> _What you will do_
Each line below should be retyped exactly, with no pictures.

> _Material shown_

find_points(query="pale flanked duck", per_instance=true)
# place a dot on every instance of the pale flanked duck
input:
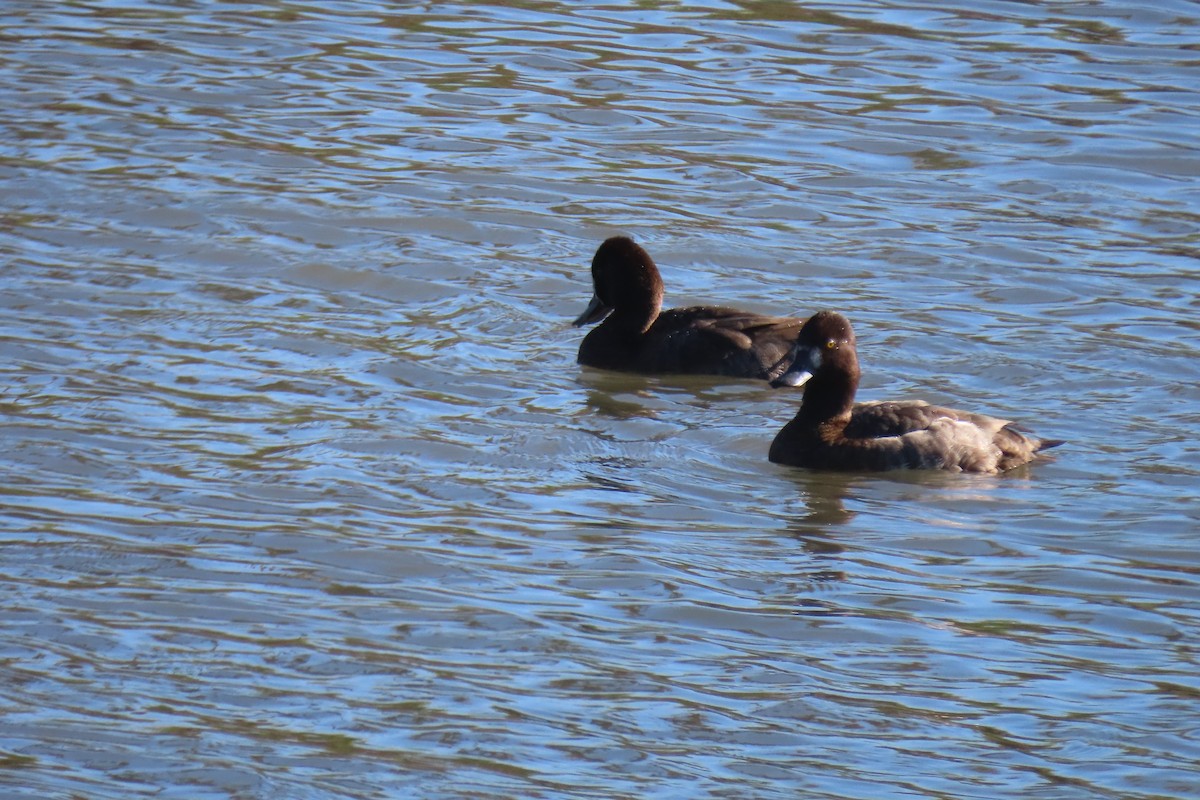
(636, 336)
(833, 432)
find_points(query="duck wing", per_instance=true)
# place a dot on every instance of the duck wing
(724, 341)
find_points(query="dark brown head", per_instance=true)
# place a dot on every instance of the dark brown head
(625, 281)
(825, 346)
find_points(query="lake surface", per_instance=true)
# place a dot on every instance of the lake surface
(305, 497)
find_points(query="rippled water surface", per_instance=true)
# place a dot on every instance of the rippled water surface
(305, 495)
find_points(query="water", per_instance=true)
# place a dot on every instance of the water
(305, 497)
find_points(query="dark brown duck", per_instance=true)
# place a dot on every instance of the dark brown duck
(833, 432)
(636, 336)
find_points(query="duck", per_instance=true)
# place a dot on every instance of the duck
(637, 336)
(832, 432)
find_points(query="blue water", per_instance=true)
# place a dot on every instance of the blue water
(305, 495)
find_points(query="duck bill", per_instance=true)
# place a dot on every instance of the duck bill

> _The output_
find_points(query="pale flanked duck", per_instance=true)
# place a dot on every instance of the pale flanked duck
input:
(636, 336)
(833, 432)
find_points(query="duck wing", per_instance=true)
# place a dot on every instance of the duck wing
(724, 341)
find_points(query="dark brown head", per_instance=true)
# place a dot on every instance of the dark brown head
(625, 281)
(825, 346)
find_points(query="lake surface", per_instance=true)
# place a dot on every instance of the lake surface
(305, 497)
find_points(query="rippled water surface", per_instance=true)
# place a dot on every instance of the rippled water surface
(305, 495)
find_points(query="water", per_instance=true)
# place a dot on every instance of the water
(305, 497)
find_points(query="dark brown duck", per_instance=true)
# place a dot on every instance of the dark brown duck
(833, 432)
(636, 336)
find_points(query="duck", per_instance=true)
# place a dot on every instance of the duck
(637, 336)
(832, 432)
find_points(query="blue water", per_instance=true)
# place a dot on every instance of the blue water
(305, 495)
find_points(query="duck bill", per_instance=true)
# place a dot on every instance of the duck bill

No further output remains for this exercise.